### Task details:
List each line of the material below that includes the word "train".

***** Records provided

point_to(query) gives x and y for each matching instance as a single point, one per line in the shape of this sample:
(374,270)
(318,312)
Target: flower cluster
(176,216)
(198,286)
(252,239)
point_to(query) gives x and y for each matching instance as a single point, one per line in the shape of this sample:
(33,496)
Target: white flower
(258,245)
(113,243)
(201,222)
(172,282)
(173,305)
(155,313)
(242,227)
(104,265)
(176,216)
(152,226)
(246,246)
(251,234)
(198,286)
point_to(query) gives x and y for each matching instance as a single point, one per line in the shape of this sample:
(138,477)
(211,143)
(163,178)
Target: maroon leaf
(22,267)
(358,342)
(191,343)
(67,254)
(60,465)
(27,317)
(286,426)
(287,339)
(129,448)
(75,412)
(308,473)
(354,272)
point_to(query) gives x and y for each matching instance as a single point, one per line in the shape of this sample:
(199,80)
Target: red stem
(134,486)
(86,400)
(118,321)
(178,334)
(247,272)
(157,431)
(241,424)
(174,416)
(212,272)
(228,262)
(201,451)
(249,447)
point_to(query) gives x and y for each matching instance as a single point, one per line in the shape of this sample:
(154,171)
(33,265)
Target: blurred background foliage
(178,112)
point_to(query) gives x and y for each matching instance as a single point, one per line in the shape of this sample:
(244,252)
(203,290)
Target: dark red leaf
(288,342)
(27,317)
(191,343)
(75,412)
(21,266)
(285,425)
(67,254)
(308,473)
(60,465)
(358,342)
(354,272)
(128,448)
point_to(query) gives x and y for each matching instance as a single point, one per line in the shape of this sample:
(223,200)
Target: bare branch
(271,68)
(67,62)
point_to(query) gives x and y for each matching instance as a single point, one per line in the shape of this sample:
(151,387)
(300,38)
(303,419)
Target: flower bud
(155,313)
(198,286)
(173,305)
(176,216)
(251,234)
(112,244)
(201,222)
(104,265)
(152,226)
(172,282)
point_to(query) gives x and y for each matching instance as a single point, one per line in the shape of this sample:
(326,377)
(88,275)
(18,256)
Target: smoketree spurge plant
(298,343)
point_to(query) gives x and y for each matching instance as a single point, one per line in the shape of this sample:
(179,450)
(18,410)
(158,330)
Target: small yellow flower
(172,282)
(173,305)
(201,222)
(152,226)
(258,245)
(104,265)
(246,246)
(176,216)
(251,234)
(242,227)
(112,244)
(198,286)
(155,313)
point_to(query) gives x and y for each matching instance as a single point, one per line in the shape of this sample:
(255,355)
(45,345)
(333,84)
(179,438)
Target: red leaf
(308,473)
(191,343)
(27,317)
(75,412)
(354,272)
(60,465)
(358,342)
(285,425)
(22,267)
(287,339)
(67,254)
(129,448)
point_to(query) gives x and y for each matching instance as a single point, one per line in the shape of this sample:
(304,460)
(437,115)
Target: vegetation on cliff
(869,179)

**********
***** Records provided

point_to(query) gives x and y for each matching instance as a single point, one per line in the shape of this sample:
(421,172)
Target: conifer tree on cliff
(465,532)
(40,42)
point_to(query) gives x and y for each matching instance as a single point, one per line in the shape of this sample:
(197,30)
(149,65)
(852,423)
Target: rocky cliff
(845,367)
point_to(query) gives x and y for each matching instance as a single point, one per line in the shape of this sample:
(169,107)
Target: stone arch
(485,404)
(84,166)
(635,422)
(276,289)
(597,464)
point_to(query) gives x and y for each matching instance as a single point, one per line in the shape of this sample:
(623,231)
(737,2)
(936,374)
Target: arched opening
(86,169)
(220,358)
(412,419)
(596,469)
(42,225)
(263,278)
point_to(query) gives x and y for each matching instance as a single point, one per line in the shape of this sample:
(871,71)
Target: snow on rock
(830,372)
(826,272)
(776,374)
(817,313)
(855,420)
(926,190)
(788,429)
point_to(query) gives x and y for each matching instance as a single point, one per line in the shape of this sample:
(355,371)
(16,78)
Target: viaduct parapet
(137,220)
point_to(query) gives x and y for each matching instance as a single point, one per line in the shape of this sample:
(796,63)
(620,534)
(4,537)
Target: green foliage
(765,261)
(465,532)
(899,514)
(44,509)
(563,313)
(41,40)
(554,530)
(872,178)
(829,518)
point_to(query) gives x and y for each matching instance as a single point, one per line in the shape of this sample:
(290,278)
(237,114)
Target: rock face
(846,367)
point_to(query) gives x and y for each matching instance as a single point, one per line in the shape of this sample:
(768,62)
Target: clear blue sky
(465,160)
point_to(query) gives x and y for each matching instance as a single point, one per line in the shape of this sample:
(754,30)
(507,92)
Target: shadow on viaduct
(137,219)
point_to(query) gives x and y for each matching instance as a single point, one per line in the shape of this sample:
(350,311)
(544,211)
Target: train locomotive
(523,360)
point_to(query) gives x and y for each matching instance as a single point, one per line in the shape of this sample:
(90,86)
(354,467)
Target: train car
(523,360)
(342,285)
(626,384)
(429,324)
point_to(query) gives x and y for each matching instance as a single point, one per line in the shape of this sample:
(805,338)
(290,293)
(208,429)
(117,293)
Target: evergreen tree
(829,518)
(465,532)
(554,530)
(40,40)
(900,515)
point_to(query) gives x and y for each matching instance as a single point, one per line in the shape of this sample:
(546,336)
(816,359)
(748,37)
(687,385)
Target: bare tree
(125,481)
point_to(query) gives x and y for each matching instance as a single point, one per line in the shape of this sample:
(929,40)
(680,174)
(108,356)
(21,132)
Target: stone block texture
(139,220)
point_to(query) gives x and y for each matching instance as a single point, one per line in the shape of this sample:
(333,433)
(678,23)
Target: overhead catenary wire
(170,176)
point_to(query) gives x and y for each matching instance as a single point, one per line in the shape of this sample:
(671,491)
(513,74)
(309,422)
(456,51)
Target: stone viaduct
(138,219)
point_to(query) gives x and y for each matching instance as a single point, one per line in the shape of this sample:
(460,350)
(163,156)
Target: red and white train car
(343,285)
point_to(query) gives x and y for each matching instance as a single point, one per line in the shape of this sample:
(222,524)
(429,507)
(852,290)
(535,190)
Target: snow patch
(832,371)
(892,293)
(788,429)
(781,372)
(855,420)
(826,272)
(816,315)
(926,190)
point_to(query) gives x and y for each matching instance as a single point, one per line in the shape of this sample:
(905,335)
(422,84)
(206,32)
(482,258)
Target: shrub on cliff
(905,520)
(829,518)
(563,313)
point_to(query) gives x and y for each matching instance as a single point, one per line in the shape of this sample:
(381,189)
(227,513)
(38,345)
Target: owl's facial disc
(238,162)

**********

### Exercise response:
Target: train locomotive
Target: train car
Target: red and white train car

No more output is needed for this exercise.